§ **Work required**
Render every line of the rows below as a JSON list of strings, one string per line, leaving out any blank lines.

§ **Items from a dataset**
-- Start --

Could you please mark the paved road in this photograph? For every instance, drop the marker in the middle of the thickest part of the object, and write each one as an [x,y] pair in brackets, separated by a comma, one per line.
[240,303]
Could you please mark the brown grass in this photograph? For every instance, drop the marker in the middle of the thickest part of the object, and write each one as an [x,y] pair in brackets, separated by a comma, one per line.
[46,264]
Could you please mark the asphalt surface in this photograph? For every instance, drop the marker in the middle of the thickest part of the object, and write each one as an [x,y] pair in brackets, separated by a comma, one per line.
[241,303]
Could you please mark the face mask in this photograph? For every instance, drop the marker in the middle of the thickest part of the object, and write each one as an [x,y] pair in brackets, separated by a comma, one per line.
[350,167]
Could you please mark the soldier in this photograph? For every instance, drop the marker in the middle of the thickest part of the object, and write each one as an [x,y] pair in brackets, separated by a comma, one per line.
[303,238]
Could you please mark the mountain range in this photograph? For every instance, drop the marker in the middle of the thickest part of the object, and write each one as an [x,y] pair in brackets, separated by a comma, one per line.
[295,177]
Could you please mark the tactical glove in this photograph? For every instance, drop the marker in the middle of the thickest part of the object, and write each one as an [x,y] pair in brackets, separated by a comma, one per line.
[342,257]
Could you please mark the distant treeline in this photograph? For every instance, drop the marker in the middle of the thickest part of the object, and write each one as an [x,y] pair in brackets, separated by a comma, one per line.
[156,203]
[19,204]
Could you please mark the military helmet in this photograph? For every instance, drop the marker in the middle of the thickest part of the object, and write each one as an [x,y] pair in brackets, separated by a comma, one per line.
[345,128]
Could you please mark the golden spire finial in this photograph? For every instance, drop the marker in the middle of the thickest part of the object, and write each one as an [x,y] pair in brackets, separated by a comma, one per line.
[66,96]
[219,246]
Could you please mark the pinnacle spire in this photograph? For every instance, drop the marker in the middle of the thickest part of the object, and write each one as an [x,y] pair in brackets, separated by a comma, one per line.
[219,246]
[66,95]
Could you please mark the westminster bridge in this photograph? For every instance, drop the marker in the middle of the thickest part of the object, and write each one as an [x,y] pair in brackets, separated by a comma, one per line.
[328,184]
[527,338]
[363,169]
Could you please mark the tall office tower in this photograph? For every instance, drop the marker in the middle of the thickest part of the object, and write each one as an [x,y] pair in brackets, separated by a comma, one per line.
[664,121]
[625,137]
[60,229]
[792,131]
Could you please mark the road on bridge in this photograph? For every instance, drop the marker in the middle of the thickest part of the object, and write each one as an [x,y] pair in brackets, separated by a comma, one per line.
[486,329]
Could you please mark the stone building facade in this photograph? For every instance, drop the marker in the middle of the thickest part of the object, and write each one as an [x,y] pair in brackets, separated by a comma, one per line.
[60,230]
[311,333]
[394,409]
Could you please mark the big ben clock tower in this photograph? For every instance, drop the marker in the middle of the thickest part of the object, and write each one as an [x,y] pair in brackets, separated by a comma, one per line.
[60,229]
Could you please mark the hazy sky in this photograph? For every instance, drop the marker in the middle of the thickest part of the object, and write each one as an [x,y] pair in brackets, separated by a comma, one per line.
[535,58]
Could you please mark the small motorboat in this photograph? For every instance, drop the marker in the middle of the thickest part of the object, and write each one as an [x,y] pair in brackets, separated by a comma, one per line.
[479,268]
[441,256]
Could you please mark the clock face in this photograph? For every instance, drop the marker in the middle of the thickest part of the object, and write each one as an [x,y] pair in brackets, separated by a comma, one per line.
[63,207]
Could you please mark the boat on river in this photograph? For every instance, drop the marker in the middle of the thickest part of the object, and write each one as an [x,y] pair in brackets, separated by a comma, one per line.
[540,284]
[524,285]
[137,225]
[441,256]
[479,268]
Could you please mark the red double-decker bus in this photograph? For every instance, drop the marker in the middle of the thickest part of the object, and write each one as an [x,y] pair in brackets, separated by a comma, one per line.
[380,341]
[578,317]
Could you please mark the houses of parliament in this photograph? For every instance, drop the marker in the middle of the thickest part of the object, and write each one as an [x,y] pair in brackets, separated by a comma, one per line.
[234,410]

-- End --

§ **Response to the task**
[
  "Could you please mark the paved road in this photograph? For every instance, drop the marker in the middle of the thickest part of the object, and write each one as an [x,y] pair in brackets, separated by a comma, one per line.",
  "[240,303]",
  "Could you please mark the brown grass in this photograph? For every instance, drop the marker in the middle of the thickest part of the object, and write each one as an [x,y] pair in brackets, separated by a comma, one per line.",
  "[46,264]",
  "Could you please mark the asphalt surface in this photograph? For every instance, drop the marker in the middle of the thickest part of the object, and write each one as an [x,y] pair in brackets, separated by a comma, one per line.",
  "[241,303]",
  "Could you please mark the face mask in this photograph? For every instance, drop the marker in the middle of the thickest part of the object, and write each one as an [x,y] pair in brackets, separated by a comma, one per line.",
  "[350,167]",
  "Could you please mark the soldier in this photograph? For every instance, drop the marker in the middle of the thickest part of the object, and write each one as an [x,y] pair in brackets, separated by a comma, one per line.",
  "[303,238]",
  "Could you please mark the mountain range in this photograph? For every instance, drop the marker in the middle of the thickest part of the object, and write each one as an [x,y] pair in brackets, separated by a comma, one per line.",
  "[295,177]",
  "Could you please mark the tactical glove in this photograph? For every instance, drop the marker in the middle of the thickest part of the object, and write each one as an [x,y] pair in brackets, separated by a comma, one per line.",
  "[342,257]",
  "Could you please mark the distant treeline in this photograph? For every instance, drop the marker in the middle of the thickest part of the object, and write each one as an [x,y] pair in brackets, separated by a comma, one per line.",
  "[156,203]",
  "[19,204]",
  "Could you please mark the military helmet in this photograph? For every instance, drop the marker in the middle of the thickest part of the object, and write each one as an [x,y] pair in brackets, separated by a comma, one per line.",
  "[345,128]",
  "Could you please mark the golden spire finial in this photograph? For every instance, drop the marker in the middle of the thickest part of the object, and write each one as an [x,y] pair in brackets, separated by a comma, one per line.",
  "[66,96]",
  "[219,246]",
  "Could you please mark the pinnacle spire in this photograph? For every instance, drop the marker in the middle of the thickest part of the object, and write each one as an [x,y] pair in brackets, separated by a comma, one per line.",
  "[219,246]",
  "[66,95]",
  "Could you please mark the westminster bridge in this photograph? For every instance, drop the marker in the middle of the thickest part of the object, and write each one as an [x,y] pair in brackets, separated by a comma, one per line.",
  "[328,184]",
  "[527,338]",
  "[363,169]",
  "Could you please mark the tall office tower in this photograph? For every instance, drop the marker in the middle of the thickest part of the object, and write each one as an [x,y] pair in brackets, separated by a comma, one per line.",
  "[664,121]",
  "[625,137]",
  "[60,229]",
  "[792,131]",
  "Could you please mark the road on bridge in this photograph? For every instance, drop the marker in the middle of the thickest part of the object, and write each one as an [x,y] pair in brackets, separated by a comma, one per line.",
  "[486,329]",
  "Could you please mark the stone building facade in this photograph? For every instance, drop the marker in the middle of the thickest part of the object, and write each one as an [x,y] pair in brackets, separated by a comma, one per line.",
  "[60,230]",
  "[311,333]",
  "[394,409]",
  "Could you please mark the big ben clock tower in this photograph? For every instance, drop the marker in the middle of the thickest part of the object, and write each one as an [x,y] pair in brackets, separated by a comma, one per line.",
  "[60,229]",
  "Could you please mark the hazy sky in this photograph? For every instance, drop the marker in the middle of the thickest part of the object, and write each one as an [x,y] pair in brackets, separated by a comma, one per line.",
  "[535,58]",
  "Could you please mark the small motorboat in this photograph? For every instance, drop the marker in the middle of the thickest part of the object, and write each one as an [x,y] pair in brackets, separated by a comma, one per line.",
  "[479,268]",
  "[441,256]",
  "Could you please mark the clock face in this photograph? For every instance, drop the marker in the middle of the thickest part of the object, and write each one as an [x,y] pair in brackets, separated by a comma, one per line.",
  "[63,207]",
  "Could you please mark the boat on river in this photograph? For every instance, drop the marker in the middle of the thickest part of the object, and write each one as an [x,y] pair in brackets, separated by a comma, one per line.",
  "[540,284]",
  "[524,285]",
  "[137,225]",
  "[441,256]",
  "[479,268]",
  "Could you please mark the red double-decker bus in this photograph? For every instance, drop the marker in the middle of the thickest part of the object, and write each one as an [x,y] pair in brackets, separated by a comma, one per line.",
  "[380,341]",
  "[578,317]",
  "Could you please mark the houses of parliament in this photograph? For every instance, drop the marker in the middle of the thickest part of the object, and write each one as an [x,y] pair in brackets, separated by a comma, one per line.",
  "[234,410]"
]